#### Available records
========
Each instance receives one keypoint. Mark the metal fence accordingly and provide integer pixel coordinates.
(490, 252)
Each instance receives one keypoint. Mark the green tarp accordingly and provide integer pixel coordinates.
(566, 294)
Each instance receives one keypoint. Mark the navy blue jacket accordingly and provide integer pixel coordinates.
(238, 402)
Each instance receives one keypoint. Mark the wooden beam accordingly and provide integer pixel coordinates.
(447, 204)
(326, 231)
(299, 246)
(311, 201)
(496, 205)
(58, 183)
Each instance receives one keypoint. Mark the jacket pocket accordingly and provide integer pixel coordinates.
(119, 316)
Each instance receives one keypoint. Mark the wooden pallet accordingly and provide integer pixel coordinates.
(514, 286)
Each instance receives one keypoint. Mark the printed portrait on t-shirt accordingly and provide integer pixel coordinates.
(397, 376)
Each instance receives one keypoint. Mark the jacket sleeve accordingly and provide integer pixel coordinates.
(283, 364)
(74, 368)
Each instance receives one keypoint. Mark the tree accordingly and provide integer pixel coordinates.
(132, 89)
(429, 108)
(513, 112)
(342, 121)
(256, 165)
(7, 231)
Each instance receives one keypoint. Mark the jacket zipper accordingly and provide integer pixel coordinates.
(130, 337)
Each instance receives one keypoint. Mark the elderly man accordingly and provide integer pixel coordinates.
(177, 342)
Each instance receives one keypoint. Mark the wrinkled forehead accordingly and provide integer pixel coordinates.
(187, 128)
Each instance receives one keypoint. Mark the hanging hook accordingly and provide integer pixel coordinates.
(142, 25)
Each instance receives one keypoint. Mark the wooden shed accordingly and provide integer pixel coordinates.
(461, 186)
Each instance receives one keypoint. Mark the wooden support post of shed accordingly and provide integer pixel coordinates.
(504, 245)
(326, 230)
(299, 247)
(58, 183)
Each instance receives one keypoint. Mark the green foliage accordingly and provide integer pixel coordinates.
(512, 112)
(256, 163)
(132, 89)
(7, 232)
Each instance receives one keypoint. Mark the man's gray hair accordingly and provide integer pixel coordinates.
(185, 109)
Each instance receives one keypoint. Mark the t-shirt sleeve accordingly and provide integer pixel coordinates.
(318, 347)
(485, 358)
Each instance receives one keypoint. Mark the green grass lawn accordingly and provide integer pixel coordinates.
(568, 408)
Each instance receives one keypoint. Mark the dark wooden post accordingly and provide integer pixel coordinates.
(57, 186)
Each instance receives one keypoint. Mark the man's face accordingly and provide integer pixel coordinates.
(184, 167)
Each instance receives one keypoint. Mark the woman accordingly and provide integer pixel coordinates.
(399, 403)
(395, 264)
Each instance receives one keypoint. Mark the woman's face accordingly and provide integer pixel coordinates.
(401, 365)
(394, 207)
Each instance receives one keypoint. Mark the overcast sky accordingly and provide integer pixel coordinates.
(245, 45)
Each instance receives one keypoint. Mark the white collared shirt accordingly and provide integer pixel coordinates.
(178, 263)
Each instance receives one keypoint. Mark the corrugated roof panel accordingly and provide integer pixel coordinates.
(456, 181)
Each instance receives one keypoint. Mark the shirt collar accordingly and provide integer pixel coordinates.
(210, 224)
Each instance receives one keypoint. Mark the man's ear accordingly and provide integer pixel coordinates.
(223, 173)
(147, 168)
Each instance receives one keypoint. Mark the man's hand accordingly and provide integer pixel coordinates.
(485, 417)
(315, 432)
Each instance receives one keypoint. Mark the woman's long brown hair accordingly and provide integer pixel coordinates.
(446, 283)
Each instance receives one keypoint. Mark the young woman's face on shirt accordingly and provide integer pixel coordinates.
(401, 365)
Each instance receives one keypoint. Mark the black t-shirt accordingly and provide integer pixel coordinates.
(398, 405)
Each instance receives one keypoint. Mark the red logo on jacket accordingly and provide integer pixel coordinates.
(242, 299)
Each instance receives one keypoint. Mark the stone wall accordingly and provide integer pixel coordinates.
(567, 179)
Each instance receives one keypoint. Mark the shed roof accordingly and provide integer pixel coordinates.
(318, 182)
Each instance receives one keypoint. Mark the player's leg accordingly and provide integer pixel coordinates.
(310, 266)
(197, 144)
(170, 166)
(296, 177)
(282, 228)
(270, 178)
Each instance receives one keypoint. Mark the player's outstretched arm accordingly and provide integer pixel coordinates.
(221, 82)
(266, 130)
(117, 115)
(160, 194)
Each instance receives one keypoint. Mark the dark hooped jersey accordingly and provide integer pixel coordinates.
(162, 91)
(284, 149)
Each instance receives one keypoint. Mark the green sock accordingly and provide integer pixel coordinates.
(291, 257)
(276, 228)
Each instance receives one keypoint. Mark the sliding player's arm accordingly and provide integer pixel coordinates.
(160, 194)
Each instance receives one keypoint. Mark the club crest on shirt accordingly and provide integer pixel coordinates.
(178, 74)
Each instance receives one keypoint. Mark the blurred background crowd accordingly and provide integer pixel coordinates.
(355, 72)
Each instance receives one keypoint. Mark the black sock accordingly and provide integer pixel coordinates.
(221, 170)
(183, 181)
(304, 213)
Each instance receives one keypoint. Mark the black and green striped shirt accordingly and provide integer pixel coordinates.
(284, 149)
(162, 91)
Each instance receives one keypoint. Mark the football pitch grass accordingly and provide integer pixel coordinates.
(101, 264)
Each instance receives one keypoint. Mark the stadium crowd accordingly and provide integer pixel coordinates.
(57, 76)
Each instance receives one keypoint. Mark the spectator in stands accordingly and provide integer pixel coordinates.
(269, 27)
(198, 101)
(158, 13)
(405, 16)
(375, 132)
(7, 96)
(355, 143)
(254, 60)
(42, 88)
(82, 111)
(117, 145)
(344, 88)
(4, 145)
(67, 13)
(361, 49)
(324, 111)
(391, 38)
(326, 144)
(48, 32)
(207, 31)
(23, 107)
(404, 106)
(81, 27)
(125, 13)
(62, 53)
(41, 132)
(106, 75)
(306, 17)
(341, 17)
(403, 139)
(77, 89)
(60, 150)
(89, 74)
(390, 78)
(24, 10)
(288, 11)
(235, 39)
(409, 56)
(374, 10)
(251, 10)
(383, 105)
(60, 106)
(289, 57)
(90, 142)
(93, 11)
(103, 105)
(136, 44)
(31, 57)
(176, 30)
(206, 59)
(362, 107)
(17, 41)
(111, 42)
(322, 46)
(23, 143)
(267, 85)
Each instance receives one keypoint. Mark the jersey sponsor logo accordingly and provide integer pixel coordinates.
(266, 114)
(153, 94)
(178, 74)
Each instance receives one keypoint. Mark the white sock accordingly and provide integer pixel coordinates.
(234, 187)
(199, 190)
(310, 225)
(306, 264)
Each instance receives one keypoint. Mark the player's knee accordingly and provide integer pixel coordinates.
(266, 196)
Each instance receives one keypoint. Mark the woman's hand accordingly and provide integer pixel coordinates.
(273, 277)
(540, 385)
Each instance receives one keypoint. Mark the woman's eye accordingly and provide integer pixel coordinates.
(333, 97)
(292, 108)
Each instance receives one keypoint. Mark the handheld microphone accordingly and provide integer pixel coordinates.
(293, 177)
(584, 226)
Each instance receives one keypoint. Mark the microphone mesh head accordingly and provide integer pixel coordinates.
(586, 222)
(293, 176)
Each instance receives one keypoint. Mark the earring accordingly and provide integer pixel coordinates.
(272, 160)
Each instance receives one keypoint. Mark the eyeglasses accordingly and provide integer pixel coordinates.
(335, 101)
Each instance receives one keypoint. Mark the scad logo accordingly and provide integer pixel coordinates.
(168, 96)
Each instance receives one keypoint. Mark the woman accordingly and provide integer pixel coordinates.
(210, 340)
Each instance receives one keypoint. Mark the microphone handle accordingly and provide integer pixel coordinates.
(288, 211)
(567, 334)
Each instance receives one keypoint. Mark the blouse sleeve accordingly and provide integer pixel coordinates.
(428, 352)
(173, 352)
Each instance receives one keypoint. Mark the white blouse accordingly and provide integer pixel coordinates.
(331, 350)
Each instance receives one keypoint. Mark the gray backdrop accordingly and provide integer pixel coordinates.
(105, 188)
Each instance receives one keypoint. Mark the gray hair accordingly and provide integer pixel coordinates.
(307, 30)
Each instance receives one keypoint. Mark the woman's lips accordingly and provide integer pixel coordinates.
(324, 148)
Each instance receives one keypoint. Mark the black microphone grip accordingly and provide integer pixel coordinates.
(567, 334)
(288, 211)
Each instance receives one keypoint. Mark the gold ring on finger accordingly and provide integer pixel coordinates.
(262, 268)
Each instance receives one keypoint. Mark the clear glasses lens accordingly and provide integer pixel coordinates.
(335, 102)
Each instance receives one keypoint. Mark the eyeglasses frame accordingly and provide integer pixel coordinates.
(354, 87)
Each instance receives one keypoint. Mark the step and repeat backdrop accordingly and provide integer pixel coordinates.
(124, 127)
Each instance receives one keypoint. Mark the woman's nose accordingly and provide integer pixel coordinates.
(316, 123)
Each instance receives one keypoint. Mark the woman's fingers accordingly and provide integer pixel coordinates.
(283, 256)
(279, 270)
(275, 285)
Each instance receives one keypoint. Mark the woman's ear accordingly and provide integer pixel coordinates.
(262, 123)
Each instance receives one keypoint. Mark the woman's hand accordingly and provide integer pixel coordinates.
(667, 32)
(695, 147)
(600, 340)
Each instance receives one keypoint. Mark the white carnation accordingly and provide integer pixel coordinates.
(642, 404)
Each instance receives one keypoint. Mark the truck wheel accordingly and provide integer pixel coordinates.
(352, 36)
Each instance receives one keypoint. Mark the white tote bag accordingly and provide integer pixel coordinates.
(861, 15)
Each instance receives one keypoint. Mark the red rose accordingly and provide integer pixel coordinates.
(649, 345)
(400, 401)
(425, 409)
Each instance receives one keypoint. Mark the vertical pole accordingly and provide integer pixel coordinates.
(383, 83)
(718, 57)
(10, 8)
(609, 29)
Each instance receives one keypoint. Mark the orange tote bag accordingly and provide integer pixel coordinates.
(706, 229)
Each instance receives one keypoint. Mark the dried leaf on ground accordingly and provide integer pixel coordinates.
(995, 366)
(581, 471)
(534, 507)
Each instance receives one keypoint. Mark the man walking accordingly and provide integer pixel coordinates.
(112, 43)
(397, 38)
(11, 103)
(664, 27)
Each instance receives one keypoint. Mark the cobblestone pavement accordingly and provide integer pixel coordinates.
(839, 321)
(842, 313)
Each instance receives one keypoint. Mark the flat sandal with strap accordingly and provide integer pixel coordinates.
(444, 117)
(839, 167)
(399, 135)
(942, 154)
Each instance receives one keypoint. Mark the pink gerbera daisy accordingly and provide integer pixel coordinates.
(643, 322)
========
#### Directive
Your task is to write out the lines from the one with "Each instance receives one keypoint. Mark the truck" through the end of the records, exactly and with nothing added.

#### The result
Each instance receives one keypoint. Mark the truck wheel accordingly and provide integer pixel coordinates.
(352, 36)
Each instance receives one keypoint. Mark the white tote bag accordingly and provide integer pixel coordinates.
(861, 15)
Each instance receives one keypoint. Mark the red rose accordingly and provide integer pixel coordinates.
(649, 345)
(400, 401)
(425, 409)
Each instance receives one keypoint. Mark the vertical pole accordingly and provide integer pixel coordinates.
(383, 83)
(718, 57)
(10, 8)
(609, 29)
Each instance receives one keypoint. Mark the orange tote bag accordingly and provide integer pixel coordinates.
(706, 229)
Each instance receives one keypoint. Mark the dried leaf on ground accordingly and provide integer pixel coordinates.
(995, 366)
(581, 471)
(534, 507)
Each instance receives one keypoint. Mark the man walking accordingly and provide integer pixel coordinates.
(112, 43)
(397, 38)
(11, 103)
(664, 27)
Each instance receives one keypoint. Mark the cobblestone pavement accordingly and provide integer pixel coordinates.
(839, 321)
(842, 313)
Each instance receives one keypoint. Mark the flat sandal with strap accordingly and provide integer pixel coordinates.
(444, 117)
(839, 167)
(399, 135)
(942, 154)
Each instance receives one keypoint. Mark the pink gerbera daisy accordingly and provide integer pixel coordinates.
(643, 322)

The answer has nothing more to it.